■ REQUIREMENT
Below are some records: retype them all exactly, but not the pictures.

■ DATA TO PROCESS
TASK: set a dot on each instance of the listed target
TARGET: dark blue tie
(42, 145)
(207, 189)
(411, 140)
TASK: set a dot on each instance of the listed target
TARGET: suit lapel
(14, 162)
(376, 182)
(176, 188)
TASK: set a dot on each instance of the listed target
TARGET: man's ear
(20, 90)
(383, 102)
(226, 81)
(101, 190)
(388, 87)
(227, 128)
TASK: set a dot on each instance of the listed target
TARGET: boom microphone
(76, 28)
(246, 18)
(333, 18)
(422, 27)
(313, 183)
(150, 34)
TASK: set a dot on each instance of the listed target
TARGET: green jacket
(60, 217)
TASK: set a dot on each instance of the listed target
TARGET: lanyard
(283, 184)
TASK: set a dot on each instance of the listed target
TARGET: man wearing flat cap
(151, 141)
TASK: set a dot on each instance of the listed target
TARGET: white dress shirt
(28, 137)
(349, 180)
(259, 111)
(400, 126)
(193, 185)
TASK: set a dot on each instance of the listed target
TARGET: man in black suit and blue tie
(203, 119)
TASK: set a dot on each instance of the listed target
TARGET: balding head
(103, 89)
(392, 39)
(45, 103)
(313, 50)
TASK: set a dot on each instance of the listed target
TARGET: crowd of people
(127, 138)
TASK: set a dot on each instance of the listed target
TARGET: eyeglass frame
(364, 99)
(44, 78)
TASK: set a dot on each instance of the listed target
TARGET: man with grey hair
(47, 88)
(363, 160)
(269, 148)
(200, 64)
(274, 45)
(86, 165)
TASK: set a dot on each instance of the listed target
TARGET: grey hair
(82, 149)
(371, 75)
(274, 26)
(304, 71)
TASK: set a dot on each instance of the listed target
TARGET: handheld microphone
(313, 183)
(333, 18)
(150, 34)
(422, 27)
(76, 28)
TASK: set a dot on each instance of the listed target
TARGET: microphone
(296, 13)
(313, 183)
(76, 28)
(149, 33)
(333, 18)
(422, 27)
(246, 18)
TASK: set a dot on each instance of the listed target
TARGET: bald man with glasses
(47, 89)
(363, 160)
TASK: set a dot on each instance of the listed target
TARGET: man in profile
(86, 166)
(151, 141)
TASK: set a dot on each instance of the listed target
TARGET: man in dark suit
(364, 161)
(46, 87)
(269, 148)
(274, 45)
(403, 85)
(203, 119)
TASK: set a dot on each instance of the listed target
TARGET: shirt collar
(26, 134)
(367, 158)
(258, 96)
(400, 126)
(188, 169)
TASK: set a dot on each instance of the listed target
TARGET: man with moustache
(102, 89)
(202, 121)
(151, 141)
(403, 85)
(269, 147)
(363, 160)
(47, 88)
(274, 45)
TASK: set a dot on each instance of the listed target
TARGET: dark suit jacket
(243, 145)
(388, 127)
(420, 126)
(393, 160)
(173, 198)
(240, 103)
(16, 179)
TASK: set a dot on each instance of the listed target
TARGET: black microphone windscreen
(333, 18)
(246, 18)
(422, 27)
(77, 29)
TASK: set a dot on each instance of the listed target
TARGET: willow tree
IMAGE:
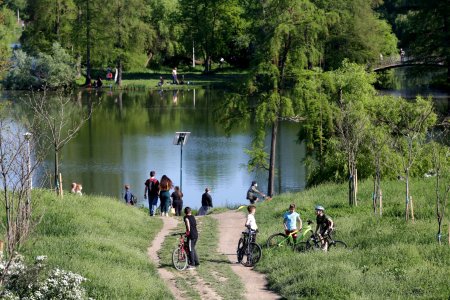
(288, 40)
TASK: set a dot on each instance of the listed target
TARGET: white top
(251, 221)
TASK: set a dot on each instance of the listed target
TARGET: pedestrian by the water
(165, 186)
(253, 192)
(73, 189)
(206, 203)
(192, 235)
(152, 190)
(174, 76)
(78, 189)
(128, 196)
(177, 201)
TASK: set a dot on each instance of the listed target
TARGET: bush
(53, 71)
(33, 282)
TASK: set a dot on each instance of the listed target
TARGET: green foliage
(101, 239)
(387, 258)
(49, 71)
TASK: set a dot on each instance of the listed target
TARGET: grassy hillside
(102, 239)
(388, 258)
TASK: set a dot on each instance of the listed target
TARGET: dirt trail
(152, 251)
(231, 225)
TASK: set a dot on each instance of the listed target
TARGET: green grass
(215, 269)
(103, 240)
(388, 258)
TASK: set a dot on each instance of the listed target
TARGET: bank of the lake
(388, 258)
(101, 239)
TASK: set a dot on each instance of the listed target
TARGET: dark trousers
(193, 258)
(178, 205)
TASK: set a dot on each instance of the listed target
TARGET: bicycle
(283, 240)
(314, 243)
(180, 254)
(247, 247)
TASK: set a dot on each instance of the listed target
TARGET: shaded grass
(103, 240)
(214, 269)
(388, 258)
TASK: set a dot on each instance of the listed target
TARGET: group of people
(291, 218)
(76, 188)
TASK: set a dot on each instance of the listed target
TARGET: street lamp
(179, 140)
(27, 137)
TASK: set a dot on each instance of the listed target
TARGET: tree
(60, 119)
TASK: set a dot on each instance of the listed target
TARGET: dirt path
(152, 251)
(231, 224)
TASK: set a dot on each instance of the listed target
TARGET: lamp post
(27, 137)
(179, 140)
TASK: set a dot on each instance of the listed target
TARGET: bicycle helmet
(319, 207)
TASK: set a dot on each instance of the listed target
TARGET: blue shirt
(290, 219)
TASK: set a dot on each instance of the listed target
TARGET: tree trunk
(273, 145)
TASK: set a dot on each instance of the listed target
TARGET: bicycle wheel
(303, 247)
(276, 240)
(179, 259)
(337, 245)
(240, 250)
(253, 254)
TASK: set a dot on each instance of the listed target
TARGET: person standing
(252, 193)
(165, 186)
(152, 189)
(192, 236)
(206, 203)
(177, 201)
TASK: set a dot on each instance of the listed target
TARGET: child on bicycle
(251, 221)
(324, 226)
(290, 219)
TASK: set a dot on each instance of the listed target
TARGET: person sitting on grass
(290, 219)
(324, 226)
(251, 222)
(192, 236)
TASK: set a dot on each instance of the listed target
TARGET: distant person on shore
(73, 189)
(192, 235)
(128, 196)
(152, 190)
(78, 189)
(177, 201)
(174, 76)
(253, 192)
(165, 186)
(206, 203)
(290, 219)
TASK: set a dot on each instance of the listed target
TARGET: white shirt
(251, 221)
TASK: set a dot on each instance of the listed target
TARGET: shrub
(52, 71)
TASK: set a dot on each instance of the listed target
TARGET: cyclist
(290, 219)
(251, 222)
(324, 226)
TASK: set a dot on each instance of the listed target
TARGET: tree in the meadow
(211, 27)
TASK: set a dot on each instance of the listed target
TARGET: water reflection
(131, 133)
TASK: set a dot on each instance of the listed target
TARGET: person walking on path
(165, 186)
(252, 193)
(206, 203)
(128, 196)
(177, 201)
(192, 235)
(152, 190)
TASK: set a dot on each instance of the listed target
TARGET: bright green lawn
(387, 259)
(102, 239)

■ SOLVED EXERCISE
TASK: set a dot on each instance of the listed target
TARGET: dark blue tie
(42, 145)
(207, 189)
(411, 140)
TASK: set a dot on each instance of the listed target
TARGET: suit lapel
(14, 162)
(376, 182)
(176, 188)
TASK: set a dot on each instance of the listed target
TARGET: man's ear
(20, 90)
(383, 102)
(226, 81)
(101, 190)
(388, 87)
(227, 128)
TASK: set a dot on each instance of the listed target
TARGET: boom microphone
(76, 28)
(246, 18)
(333, 18)
(422, 27)
(313, 183)
(150, 34)
TASK: set a dot on each instance of the listed target
TARGET: green jacket
(60, 217)
TASK: set a dot on each instance of the listed target
TARGET: lanyard
(283, 184)
TASK: set a dot on each instance of the listed target
TARGET: man wearing flat cap
(151, 141)
TASK: set a dot on each instance of the listed target
TARGET: white dress shirt
(28, 137)
(349, 180)
(259, 111)
(400, 126)
(193, 185)
TASK: set a dot on each instance of the listed target
TARGET: man in black suit and blue tie
(203, 119)
TASK: set a dot on each instance of the listed target
TARGET: balding head
(103, 89)
(392, 39)
(45, 103)
(313, 50)
TASK: set a dot on each instance of the listed target
TARGET: crowd of people
(127, 138)
TASK: set a dot on each instance of the listed target
TARGET: eyeglass frame
(364, 99)
(44, 78)
TASK: set a dot on each instance of the listed target
TARGET: man with grey hair
(47, 88)
(363, 160)
(269, 148)
(200, 64)
(274, 45)
(86, 165)
TASK: set a dot on each instance of the listed target
TARGET: grey hair
(82, 149)
(371, 75)
(274, 26)
(304, 71)
TASK: set a dot on each instance of the listed target
TARGET: handheld microphone
(313, 183)
(333, 18)
(150, 34)
(422, 27)
(76, 28)
TASK: set a dot on each instance of the listed target
TARGET: microphone
(296, 13)
(313, 183)
(76, 28)
(149, 33)
(333, 18)
(422, 27)
(246, 18)
TASK: set a dot on each instance of the listed target
TARGET: bald man with glasses
(47, 89)
(363, 160)
TASK: set a dot on each instance of the listed target
TARGET: man in profile
(86, 166)
(151, 141)
TASK: set a dot on each instance of the listed target
TARGET: man in dark suit
(364, 161)
(46, 87)
(269, 148)
(274, 45)
(403, 85)
(203, 119)
TASK: set a dot on each instance of the listed target
TARGET: shirt collar
(26, 134)
(367, 158)
(258, 96)
(400, 126)
(188, 169)
TASK: set a dot on each instance of the listed target
TARGET: man with moustache
(102, 89)
(202, 121)
(151, 141)
(403, 85)
(269, 147)
(363, 160)
(47, 88)
(274, 45)
TASK: set a dot on each instance of the listed target
TARGET: dark suit jacket
(243, 145)
(388, 127)
(420, 126)
(393, 160)
(173, 198)
(240, 103)
(16, 179)
TASK: set a dot on each instance of the listed target
TARGET: black microphone windscreen
(333, 18)
(246, 18)
(422, 27)
(77, 29)
TASK: set a dot on each instance of the listed target
TARGET: willow tree
IMAGE:
(288, 40)
TASK: set a dot on each instance of the listed target
TARGET: white top
(251, 221)
TASK: set a dot on each instance of the listed target
TARGET: pedestrian by the water
(165, 186)
(253, 192)
(73, 189)
(206, 203)
(192, 235)
(152, 190)
(174, 76)
(78, 189)
(128, 196)
(177, 201)
TASK: set a dot on each instance of the listed target
TARGET: bush
(53, 71)
(33, 282)
TASK: set a dot on each instance of the listed target
TARGET: green foliage
(101, 239)
(387, 258)
(49, 71)
TASK: set a dot on each instance of the listed target
TARGET: grassy hillside
(102, 239)
(388, 258)
TASK: set a dot on each instance of the listed target
TARGET: dirt trail
(152, 251)
(231, 225)
TASK: set a dot on each instance of the listed target
TARGET: green grass
(215, 269)
(103, 240)
(388, 258)
TASK: set a dot on each instance of the listed target
TARGET: bank of the lake
(388, 258)
(101, 239)
TASK: set a dot on each instance of the listed target
TARGET: dark trousers
(193, 258)
(178, 205)
TASK: set a dot on each instance of the listed target
TARGET: bicycle
(283, 240)
(314, 243)
(180, 254)
(247, 247)
TASK: set a dot on each instance of the listed target
TARGET: shaded grass
(103, 240)
(214, 269)
(388, 258)
TASK: set a dot on each instance of the listed target
TARGET: group of people
(291, 218)
(76, 188)
TASK: set a dot on each instance of the listed target
TARGET: street lamp
(179, 140)
(27, 137)
TASK: set a dot on each instance of the listed target
TARGET: tree
(60, 119)
TASK: set a dot on each instance of the listed target
TARGET: dirt path
(152, 251)
(231, 224)
TASK: set a dot on each instance of the listed target
TARGET: lamp post
(27, 137)
(179, 140)
TASK: set a dot on each instance of the listed target
TARGET: bicycle helmet
(319, 207)
TASK: set a dot on each instance of the listed target
TARGET: blue shirt
(290, 219)
TASK: set a dot on each instance of the listed target
TARGET: tree trunk
(273, 145)
TASK: set a dot on each instance of the listed target
TARGET: bicycle wheel
(303, 247)
(276, 240)
(179, 259)
(337, 245)
(240, 250)
(253, 254)
TASK: set a dot on each instance of the listed target
TARGET: person standing
(252, 193)
(165, 186)
(152, 189)
(192, 236)
(206, 203)
(177, 201)
TASK: set a dot on each instance of the listed target
TARGET: child on bicycle
(251, 221)
(324, 226)
(290, 219)
TASK: set a dot on each instance of the listed target
TARGET: person sitting on grass
(290, 219)
(324, 226)
(251, 222)
(192, 236)
TASK: set a dot on each instance of the listed target
TARGET: distant person on shore
(73, 189)
(192, 235)
(128, 196)
(152, 190)
(78, 189)
(177, 201)
(174, 76)
(253, 192)
(165, 186)
(206, 203)
(290, 219)
TASK: set a dot on each instance of the listed target
TARGET: white shirt
(251, 221)
TASK: set a dot on each instance of the listed target
TARGET: shrub
(52, 71)
TASK: set a dot on each instance of the listed target
TARGET: cyclist
(290, 219)
(251, 222)
(324, 226)
TASK: set a dot on each instance of the listed target
TARGET: tree in the meadow
(211, 27)
TASK: set a dot on each instance of the listed target
TARGET: water reflection
(131, 133)
TASK: set a dot on each instance of the listed target
TARGET: person walking on path
(165, 186)
(252, 193)
(206, 203)
(128, 196)
(177, 201)
(192, 235)
(152, 190)
TASK: set a dot on each instance of the listed target
TARGET: bright green lawn
(387, 259)
(102, 239)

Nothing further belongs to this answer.